_Dataset extract_.
%%

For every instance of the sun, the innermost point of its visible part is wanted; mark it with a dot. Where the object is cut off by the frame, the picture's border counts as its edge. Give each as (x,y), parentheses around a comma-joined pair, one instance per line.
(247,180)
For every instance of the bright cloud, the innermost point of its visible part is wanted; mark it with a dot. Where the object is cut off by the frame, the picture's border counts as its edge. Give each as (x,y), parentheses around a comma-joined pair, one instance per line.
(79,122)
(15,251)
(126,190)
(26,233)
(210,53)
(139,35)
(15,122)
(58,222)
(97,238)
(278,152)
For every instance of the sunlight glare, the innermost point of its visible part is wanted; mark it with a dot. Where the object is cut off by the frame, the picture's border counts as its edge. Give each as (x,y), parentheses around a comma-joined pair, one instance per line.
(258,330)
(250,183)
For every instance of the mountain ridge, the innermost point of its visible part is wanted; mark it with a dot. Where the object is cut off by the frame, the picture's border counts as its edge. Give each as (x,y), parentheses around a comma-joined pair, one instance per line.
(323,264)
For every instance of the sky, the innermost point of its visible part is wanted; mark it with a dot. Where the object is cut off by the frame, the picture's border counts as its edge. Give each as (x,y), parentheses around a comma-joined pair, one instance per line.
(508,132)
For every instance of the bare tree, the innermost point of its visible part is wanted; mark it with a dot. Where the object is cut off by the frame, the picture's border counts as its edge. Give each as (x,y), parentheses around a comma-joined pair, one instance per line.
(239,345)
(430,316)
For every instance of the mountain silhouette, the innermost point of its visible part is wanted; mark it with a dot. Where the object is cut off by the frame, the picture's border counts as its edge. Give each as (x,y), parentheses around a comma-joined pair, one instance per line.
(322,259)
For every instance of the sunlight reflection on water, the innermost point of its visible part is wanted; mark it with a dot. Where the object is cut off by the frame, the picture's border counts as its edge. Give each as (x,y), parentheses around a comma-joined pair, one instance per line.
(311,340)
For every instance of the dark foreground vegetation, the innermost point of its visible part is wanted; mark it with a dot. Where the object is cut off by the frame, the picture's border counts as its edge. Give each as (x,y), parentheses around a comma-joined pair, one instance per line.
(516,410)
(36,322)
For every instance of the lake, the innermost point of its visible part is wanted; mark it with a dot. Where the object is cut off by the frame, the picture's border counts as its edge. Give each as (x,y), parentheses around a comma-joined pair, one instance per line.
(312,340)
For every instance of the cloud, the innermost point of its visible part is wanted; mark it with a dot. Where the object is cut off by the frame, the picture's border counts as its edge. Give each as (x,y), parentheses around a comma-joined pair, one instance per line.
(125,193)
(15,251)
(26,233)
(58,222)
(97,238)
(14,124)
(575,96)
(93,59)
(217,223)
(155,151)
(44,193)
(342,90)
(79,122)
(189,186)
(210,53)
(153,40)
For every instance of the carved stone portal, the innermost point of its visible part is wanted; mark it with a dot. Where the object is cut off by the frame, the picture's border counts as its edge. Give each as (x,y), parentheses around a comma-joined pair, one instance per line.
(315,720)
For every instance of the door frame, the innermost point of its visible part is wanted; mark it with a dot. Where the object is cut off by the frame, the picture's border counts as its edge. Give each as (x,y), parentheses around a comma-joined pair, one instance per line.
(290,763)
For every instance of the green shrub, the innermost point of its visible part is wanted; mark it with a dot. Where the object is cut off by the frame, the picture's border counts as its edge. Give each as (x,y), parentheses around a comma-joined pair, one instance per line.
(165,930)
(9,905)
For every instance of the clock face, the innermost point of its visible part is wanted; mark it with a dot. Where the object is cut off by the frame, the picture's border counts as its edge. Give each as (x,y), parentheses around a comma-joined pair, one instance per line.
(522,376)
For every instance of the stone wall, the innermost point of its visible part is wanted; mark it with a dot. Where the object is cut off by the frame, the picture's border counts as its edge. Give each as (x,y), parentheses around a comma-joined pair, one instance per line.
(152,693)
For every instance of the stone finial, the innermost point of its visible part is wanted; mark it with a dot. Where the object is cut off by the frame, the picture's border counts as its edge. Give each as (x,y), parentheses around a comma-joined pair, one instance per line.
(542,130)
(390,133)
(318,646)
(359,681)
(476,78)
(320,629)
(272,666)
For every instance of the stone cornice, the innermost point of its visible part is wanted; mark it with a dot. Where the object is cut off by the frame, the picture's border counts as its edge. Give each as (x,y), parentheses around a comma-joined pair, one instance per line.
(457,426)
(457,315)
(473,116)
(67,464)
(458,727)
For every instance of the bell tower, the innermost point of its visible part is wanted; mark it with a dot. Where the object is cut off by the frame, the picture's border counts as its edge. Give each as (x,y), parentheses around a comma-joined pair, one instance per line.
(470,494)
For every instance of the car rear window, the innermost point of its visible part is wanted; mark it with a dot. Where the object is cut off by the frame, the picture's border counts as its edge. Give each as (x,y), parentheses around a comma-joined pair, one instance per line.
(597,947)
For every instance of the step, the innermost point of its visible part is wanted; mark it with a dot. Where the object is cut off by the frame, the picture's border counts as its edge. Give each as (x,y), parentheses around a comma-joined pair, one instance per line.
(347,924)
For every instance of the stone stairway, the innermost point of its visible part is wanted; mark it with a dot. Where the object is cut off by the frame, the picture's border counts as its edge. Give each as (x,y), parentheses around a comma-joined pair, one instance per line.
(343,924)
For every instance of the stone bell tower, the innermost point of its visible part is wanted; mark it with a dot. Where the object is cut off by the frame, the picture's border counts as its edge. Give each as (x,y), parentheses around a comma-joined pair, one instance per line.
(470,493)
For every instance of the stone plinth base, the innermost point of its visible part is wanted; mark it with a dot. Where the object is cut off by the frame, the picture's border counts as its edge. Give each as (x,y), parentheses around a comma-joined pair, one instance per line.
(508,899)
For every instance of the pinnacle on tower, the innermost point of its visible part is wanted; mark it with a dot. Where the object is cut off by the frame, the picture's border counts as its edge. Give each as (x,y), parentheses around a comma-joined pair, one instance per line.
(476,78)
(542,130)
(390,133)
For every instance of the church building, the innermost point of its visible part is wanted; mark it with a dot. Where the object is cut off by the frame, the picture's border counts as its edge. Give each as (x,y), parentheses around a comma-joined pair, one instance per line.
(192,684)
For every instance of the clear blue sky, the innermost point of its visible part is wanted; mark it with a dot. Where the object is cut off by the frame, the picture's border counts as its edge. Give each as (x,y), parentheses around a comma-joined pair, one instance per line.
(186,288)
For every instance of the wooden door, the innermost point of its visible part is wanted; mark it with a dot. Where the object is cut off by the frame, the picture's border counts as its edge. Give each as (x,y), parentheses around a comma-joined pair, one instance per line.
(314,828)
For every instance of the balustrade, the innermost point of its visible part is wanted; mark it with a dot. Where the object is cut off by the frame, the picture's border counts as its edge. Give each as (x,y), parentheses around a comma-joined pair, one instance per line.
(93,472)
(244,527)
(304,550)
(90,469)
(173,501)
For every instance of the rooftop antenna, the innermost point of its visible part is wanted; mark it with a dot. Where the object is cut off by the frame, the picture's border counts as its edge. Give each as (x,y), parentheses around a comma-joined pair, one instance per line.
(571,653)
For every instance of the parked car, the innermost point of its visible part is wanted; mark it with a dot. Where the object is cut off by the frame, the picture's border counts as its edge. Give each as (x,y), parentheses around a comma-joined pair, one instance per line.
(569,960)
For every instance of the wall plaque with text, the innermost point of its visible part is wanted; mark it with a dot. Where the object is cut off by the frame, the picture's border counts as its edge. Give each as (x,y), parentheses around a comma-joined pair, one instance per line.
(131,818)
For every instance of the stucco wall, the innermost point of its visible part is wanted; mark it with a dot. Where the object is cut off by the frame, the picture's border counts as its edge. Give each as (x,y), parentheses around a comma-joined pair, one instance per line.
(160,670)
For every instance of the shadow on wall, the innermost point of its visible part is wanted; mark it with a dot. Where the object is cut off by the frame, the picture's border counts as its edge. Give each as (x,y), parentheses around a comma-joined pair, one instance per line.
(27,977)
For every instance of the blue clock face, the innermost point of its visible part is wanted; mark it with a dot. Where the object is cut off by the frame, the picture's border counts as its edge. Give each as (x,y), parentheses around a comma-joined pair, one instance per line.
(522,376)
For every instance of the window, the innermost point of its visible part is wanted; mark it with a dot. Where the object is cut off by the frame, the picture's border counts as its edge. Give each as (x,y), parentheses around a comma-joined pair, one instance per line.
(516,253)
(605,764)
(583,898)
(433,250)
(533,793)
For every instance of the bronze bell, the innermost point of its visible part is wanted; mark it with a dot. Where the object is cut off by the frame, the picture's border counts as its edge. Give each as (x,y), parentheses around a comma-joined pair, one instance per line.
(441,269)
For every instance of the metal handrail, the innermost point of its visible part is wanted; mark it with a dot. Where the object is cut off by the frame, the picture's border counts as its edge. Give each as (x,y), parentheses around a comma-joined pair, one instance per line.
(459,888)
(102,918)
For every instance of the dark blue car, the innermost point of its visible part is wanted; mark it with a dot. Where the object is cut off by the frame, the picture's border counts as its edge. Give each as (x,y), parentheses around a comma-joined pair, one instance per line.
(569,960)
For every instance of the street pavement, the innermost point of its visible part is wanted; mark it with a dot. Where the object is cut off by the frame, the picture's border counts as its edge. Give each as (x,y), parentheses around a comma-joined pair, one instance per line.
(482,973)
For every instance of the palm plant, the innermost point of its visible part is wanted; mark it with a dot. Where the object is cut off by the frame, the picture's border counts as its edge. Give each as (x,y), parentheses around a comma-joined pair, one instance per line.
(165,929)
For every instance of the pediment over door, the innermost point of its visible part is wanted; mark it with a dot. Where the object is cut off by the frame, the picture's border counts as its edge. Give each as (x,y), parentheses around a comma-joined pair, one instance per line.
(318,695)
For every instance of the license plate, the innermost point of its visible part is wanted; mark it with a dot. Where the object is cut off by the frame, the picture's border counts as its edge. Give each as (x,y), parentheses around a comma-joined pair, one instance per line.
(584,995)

%%

_Your task_. Taking the line that contains "For every instance of the license" as the first, reproduce every line through the end of the entries exactly.

_Task solution_.
For every instance of the license plate, the innermost point of its visible part is wanted; mark it with a dot. Where the object is cut off by the frame, the picture's border counts as its edge. Give each as (x,y), parentheses around a comma-joined pair, one instance per line.
(584,995)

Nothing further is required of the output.